# Given exercise
The lines to be set down run from the line containing "Objective — one point on each instance of the white paper" through the final line of the data below; print them exactly and print nothing else.

# Provided entries

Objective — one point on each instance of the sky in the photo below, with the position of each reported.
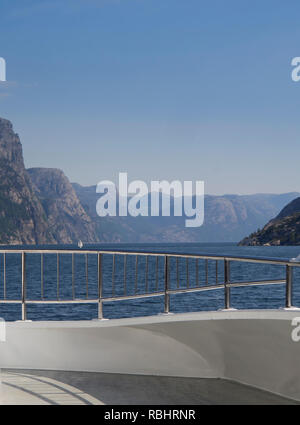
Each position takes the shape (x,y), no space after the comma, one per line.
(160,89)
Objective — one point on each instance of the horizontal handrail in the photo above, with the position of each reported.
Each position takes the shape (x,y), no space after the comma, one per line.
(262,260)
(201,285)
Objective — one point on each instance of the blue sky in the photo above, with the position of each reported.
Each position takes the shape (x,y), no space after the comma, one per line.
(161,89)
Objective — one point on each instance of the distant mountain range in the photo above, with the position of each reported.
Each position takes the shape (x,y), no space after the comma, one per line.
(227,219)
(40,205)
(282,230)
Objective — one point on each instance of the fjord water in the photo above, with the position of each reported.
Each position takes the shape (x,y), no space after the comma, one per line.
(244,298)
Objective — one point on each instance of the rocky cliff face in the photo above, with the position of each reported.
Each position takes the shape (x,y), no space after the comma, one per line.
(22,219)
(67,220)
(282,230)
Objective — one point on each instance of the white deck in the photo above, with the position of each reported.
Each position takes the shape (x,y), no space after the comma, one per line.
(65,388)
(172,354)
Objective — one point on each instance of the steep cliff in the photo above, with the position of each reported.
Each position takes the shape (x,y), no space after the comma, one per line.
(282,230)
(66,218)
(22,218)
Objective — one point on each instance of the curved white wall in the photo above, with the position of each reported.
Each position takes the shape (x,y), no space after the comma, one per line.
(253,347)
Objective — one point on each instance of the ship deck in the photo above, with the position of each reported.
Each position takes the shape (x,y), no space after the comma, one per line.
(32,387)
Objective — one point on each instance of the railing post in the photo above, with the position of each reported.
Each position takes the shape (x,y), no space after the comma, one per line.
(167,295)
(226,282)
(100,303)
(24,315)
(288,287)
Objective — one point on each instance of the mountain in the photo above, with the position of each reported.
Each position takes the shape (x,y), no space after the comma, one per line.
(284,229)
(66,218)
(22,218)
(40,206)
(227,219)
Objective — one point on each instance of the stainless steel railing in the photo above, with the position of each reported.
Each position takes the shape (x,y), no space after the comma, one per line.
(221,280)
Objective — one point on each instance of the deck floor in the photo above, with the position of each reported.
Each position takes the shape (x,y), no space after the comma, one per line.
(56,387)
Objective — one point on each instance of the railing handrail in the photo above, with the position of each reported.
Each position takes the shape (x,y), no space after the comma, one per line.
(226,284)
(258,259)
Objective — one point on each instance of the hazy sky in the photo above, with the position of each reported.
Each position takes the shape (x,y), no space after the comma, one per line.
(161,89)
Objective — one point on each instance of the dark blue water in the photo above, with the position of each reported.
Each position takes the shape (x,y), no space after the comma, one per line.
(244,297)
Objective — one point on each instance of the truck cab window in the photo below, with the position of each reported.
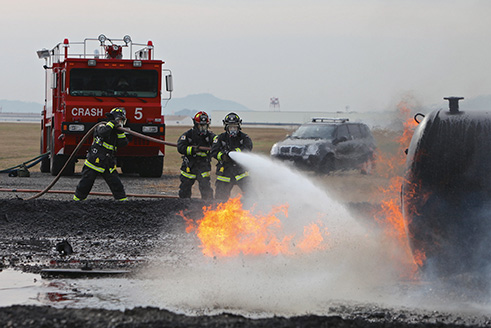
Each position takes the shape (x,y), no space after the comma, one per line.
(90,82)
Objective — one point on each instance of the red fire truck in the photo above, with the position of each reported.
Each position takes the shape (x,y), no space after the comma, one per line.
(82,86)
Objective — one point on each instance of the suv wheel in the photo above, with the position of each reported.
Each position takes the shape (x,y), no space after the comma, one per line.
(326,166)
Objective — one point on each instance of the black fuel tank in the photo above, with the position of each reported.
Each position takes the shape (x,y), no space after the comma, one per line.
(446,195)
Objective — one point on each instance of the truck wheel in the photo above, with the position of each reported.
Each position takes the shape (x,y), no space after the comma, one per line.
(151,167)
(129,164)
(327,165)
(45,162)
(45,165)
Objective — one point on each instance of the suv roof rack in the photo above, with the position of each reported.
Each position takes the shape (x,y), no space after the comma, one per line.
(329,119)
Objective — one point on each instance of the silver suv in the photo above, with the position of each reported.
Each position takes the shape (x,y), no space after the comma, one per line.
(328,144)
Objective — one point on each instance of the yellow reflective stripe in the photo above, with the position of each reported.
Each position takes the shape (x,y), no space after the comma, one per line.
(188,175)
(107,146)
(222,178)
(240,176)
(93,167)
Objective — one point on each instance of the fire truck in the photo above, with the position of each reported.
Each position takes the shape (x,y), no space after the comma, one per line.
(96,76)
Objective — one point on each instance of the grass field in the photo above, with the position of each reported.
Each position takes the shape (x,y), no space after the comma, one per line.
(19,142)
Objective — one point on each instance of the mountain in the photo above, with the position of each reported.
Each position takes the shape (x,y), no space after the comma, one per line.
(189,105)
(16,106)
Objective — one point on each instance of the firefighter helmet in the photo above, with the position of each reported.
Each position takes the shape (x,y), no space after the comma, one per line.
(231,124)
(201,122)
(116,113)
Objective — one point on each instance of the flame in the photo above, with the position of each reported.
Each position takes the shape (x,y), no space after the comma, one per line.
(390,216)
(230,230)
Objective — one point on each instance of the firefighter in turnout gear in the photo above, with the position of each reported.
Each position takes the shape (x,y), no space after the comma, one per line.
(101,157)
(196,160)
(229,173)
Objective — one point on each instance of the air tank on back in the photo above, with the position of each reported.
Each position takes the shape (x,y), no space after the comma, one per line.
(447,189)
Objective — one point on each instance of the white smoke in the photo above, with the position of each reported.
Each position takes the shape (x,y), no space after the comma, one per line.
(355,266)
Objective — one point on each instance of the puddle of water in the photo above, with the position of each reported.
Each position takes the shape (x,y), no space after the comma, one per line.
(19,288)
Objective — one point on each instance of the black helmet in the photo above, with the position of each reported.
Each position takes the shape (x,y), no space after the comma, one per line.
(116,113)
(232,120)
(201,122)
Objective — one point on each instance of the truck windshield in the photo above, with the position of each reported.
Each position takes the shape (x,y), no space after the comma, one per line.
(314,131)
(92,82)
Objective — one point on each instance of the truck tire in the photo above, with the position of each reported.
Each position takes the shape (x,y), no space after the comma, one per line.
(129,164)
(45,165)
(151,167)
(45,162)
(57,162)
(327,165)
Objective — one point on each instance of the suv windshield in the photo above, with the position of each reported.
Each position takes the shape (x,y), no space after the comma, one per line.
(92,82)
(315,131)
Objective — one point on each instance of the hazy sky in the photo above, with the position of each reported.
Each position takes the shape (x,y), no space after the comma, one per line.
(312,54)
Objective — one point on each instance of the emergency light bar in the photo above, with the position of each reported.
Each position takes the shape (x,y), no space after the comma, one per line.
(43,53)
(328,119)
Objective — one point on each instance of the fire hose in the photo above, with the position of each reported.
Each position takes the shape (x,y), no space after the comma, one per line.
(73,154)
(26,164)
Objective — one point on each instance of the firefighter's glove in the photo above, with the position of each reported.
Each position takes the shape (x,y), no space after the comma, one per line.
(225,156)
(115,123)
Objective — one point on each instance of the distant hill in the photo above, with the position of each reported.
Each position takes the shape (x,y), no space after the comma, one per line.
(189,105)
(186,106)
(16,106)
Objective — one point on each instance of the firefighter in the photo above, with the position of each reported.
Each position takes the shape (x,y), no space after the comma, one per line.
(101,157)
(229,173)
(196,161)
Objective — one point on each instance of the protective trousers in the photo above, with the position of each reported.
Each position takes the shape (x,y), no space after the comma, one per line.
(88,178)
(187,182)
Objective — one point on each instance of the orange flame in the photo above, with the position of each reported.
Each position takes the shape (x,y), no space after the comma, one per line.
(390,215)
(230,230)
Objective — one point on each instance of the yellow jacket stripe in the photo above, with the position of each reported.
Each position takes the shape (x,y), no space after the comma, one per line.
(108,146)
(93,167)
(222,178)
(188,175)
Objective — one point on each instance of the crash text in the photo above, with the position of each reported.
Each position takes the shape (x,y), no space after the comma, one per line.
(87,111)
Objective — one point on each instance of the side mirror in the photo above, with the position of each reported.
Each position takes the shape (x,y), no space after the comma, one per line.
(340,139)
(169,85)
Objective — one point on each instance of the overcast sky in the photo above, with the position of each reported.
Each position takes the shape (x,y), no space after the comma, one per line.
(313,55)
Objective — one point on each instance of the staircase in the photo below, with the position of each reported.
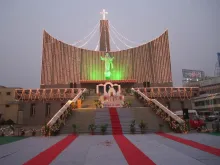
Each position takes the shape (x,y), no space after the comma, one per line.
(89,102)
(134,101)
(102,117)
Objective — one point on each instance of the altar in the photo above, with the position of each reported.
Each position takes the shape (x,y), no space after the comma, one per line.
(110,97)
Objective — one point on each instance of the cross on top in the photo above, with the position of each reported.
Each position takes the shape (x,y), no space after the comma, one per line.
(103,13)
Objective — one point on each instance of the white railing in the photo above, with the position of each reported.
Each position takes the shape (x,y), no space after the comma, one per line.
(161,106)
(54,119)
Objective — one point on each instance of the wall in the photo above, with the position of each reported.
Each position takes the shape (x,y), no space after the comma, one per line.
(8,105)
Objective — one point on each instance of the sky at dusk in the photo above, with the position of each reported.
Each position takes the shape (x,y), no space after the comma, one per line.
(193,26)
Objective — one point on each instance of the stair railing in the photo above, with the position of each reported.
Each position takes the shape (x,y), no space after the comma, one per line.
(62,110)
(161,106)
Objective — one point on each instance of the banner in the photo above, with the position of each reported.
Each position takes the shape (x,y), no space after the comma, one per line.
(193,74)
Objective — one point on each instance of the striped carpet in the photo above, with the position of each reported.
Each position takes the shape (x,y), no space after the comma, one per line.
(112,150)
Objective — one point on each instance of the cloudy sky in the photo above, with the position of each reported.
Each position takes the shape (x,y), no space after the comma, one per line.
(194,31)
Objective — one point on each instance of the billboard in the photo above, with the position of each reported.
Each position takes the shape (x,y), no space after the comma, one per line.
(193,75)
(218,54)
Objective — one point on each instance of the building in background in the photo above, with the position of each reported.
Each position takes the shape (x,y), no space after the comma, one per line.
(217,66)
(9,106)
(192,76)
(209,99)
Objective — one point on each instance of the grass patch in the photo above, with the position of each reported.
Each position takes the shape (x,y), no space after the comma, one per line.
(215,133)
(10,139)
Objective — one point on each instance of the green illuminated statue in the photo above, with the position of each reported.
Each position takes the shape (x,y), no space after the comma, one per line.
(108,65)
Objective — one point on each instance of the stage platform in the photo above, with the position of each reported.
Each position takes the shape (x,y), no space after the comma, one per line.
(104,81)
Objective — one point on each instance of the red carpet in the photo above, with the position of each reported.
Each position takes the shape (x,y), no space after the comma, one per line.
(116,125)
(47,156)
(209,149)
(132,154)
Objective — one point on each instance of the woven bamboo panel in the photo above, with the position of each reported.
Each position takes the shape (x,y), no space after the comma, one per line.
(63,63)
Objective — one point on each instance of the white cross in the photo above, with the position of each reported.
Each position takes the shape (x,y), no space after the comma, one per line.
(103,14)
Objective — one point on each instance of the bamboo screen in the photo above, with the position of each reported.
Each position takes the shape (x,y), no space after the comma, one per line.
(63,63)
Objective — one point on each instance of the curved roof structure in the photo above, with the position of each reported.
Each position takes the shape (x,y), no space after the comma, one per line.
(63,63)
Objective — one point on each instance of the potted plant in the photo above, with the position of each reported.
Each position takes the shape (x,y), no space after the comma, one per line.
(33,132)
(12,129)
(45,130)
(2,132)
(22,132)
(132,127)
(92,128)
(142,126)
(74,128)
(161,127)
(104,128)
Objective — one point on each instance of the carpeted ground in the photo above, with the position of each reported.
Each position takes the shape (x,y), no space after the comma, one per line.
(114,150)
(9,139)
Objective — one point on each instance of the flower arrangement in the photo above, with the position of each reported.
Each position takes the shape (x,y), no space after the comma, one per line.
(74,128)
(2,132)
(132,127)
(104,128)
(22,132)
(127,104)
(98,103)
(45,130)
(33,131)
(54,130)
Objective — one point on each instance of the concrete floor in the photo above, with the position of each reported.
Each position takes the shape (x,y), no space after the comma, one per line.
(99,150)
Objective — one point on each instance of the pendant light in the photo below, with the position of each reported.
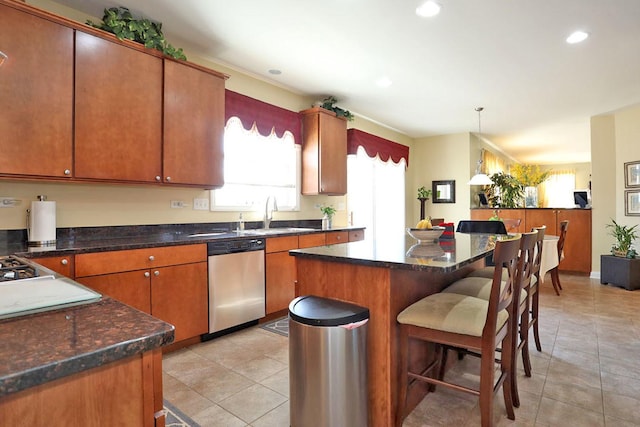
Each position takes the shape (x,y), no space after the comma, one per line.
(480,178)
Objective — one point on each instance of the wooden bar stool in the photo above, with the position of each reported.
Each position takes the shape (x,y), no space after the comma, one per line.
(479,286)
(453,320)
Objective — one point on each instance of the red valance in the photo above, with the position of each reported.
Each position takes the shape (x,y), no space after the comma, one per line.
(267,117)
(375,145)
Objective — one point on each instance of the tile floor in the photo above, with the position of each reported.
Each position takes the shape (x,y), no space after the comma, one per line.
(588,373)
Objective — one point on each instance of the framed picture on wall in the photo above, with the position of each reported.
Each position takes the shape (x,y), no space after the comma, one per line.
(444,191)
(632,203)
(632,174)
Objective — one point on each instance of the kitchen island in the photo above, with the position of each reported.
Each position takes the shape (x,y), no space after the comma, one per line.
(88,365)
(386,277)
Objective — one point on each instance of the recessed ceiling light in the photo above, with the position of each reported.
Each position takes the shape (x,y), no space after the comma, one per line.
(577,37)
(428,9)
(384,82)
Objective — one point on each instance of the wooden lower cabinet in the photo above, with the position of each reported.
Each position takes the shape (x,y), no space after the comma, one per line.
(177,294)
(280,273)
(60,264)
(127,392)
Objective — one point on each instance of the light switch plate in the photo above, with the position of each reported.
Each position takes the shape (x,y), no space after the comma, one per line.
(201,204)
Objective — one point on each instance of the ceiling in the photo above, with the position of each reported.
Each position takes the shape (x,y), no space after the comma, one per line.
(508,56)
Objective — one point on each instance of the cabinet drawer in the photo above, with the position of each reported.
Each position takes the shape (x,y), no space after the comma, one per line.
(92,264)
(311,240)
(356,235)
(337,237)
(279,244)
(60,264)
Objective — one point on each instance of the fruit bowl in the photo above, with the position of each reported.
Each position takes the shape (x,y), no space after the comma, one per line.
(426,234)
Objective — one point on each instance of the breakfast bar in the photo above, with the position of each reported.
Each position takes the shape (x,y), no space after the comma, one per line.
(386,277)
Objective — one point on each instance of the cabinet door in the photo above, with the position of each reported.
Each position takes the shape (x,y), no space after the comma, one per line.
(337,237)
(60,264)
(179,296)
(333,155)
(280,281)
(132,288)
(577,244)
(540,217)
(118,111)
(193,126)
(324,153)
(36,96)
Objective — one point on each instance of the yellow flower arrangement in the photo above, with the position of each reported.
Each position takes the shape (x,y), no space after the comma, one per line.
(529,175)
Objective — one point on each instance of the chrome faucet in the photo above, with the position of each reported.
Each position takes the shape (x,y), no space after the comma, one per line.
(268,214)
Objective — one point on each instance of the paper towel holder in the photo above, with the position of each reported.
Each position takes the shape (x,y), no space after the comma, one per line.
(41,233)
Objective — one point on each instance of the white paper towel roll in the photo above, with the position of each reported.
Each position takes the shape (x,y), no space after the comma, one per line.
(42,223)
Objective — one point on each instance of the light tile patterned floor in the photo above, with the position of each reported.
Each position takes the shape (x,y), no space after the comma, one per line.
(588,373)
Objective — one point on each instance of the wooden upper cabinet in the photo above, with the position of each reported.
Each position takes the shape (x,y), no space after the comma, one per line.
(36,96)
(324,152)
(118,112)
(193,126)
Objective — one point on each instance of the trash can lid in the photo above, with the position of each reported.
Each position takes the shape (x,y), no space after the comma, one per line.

# The solution
Objective — one point on each instance of the white paper towel roll in the photo above, with the position of each reported.
Each position takes the shape (x,y), no space after the comma, one per line.
(42,223)
Objective — one point on each instance of the light tile patterned floor in the photo above, with the position of each reported.
Each position takes the shape (x,y), no space after the comma, one per line.
(588,373)
Objective — one point on each instance of the wooden upper cabinet in the photo above, with the position of each reported.
Each position takes the shape (x,y), no space after the comma, one per line.
(36,96)
(324,152)
(118,112)
(193,126)
Objective — one point on each instance of the trash can lid in the photo above, with the position of each reported.
Each position takes the shape (x,y), no space after the comma, one per line.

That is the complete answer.